Collected data
-*-

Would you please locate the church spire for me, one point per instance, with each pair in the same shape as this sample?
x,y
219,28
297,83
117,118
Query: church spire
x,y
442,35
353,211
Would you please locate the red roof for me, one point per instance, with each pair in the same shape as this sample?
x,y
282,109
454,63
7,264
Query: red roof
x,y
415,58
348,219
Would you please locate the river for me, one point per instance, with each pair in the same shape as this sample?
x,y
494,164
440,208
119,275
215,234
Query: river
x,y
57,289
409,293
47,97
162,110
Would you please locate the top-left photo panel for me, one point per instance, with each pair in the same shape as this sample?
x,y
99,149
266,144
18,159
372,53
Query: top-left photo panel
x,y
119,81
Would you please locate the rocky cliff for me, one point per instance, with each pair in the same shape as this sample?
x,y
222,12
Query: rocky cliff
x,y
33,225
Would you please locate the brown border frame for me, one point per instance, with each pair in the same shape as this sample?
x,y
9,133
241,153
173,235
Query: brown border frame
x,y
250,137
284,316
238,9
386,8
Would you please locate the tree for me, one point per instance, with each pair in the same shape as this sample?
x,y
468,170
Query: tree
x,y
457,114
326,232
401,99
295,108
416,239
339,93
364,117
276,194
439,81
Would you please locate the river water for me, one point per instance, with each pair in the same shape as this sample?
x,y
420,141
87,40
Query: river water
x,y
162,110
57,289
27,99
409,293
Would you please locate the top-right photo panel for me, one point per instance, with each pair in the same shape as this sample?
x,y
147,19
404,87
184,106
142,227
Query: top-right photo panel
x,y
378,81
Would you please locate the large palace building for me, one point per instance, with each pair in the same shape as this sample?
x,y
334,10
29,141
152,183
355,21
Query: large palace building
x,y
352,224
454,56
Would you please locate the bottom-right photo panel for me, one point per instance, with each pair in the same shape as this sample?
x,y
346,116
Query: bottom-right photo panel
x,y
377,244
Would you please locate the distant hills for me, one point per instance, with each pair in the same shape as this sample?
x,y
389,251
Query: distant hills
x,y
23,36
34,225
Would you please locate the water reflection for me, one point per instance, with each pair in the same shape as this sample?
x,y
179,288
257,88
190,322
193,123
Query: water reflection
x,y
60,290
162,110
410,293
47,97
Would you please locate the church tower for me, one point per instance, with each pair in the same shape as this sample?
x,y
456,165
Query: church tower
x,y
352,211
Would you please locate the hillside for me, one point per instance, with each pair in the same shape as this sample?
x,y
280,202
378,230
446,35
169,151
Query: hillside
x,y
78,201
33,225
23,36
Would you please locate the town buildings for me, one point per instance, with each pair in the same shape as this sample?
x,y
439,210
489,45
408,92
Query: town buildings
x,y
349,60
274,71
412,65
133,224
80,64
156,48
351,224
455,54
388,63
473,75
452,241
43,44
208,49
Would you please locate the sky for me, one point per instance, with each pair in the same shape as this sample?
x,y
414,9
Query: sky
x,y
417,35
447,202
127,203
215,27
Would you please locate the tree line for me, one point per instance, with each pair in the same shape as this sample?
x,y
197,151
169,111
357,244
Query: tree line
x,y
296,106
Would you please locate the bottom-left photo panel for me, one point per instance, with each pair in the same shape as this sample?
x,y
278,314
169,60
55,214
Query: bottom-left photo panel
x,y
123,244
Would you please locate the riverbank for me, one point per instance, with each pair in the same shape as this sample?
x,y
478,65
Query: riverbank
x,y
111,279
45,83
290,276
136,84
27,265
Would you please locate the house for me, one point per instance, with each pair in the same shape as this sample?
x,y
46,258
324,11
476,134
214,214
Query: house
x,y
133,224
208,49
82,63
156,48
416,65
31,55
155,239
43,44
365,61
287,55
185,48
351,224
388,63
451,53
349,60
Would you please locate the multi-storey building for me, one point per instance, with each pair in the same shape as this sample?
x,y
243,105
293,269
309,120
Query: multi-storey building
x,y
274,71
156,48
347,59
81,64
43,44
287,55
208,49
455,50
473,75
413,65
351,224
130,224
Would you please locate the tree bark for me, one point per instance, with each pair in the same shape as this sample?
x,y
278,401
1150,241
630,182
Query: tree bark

-*-

**Exercise instructions**. Go through the records above and retype each one exactly.

**Task answer**.
Would you please locate the church spire for me, one point per instance, with each pair in the same shape as this sample?
x,y
219,28
297,83
117,118
Query: church spire
x,y
442,35
353,211
Would you please locate the red roof for me, one point per instance, with each pair in the same shape as this sample?
x,y
282,109
454,63
7,264
Query: red roof
x,y
415,58
348,219
Would you please locate the river for me, one point per instance, with each pair in the same shape as this sample?
x,y
494,164
440,208
119,275
215,234
Query: river
x,y
57,289
409,293
47,97
162,110
Would you please locate the top-left photo panel for me, one point per instance, with each pair in the same shape as this sample?
x,y
99,149
266,144
18,159
372,53
Query: top-left photo panel
x,y
119,81
Would you please locate the rocky cliff for me, one point per instance, with each pair in the same shape as this sample?
x,y
222,12
Query: rocky cliff
x,y
33,225
Would you please locate the brown border frame for me, one point per instance, with each pair in the same shape as this sample?
x,y
9,133
241,153
173,235
Query: brown border frame
x,y
250,137
284,316
238,9
386,8
Would you please locate the tree for me, one point per instance, with each pair in the same shape as this sample?
x,y
468,170
Query: tree
x,y
457,114
326,232
401,99
295,108
416,239
339,93
364,117
276,194
439,81
Would you please locate the river water for me, one point per instance, with each pair in the same shape as this sample?
x,y
420,141
87,40
Query: river water
x,y
162,110
57,289
27,99
409,293
Would you please locate the top-right photo panel for me, one point per instance, with each pair in the same shape as this sample?
x,y
147,19
404,87
184,106
142,227
Query: top-right photo panel
x,y
378,81
Would you please locate the large palace building for me, one point per instance, with each pair in the same shape as this sample?
x,y
334,10
29,141
152,183
355,21
Query: large palace building
x,y
352,224
454,56
Would you please locate the bottom-right photo panel for me, one point per instance, with each pair in the same shape as this sample?
x,y
346,116
Query: bottom-right photo panel
x,y
377,244
Would you please locate the distant hills for me, one point per instance, with each pair in the same shape as this sample?
x,y
389,251
Query: distant hills
x,y
23,36
34,225
Would you please locate the water reflection for me, one point per instance, with each pair in the same shape as this sample?
x,y
179,288
257,88
190,322
193,123
Query: water reflection
x,y
60,290
162,110
410,293
47,97
Would you please locate the church tower for me, one point per instance, with each pair in the same shape as this sample?
x,y
456,165
Query: church tower
x,y
352,211
Would you please locate the hillside for me, one point per instance, with each pair in the same shape as this sample?
x,y
280,202
378,230
446,35
169,151
Query: hillside
x,y
78,201
33,225
23,36
Would you please locate the town buildings for me, one point per instance, with each pair in the same shape as this sample?
x,y
439,210
489,45
408,92
Query: town buildings
x,y
349,60
274,71
412,65
133,224
80,64
156,48
351,224
455,54
388,63
473,75
452,241
43,44
208,49
Would you please locate the sky for me, one point per instance, with each pair in the same shape as this sample?
x,y
414,9
Query: sky
x,y
417,35
447,202
127,203
215,27
Would you please locate the tree line for me, one point per instance, with each pair in the same shape as this sample?
x,y
197,151
169,111
357,244
Query: tree line
x,y
296,106
Would you please locate the bottom-left photo panel for me, one point per instance, with each pair in the same shape as this sample?
x,y
278,314
169,60
55,214
Query: bottom-left photo panel
x,y
123,244
Would you please locate the riverbank for me, one point per instance, with each pair in the same shape as this sample?
x,y
478,65
Query: riverbank
x,y
111,279
45,83
290,276
136,84
27,265
Would you please locate the house for me, one point per instance, with each pair in the same shape as this sample?
x,y
46,258
324,11
476,134
214,214
Query: house
x,y
133,224
208,49
82,63
156,48
416,65
31,55
155,239
43,44
365,61
287,55
185,48
351,224
388,63
451,53
349,60
Would you please locate the multi-storey building for me, one point per instance, with each pair in the same shape as this sample?
x,y
243,105
293,269
309,120
Query: multi-storey building
x,y
274,71
156,48
347,59
81,64
43,44
287,55
208,49
455,50
473,75
413,65
351,224
130,224
Would you please locate the tree bark for me, one point per instance, with each pair in the same shape as this sample?
x,y
278,401
1150,241
630,182
Query: tree bark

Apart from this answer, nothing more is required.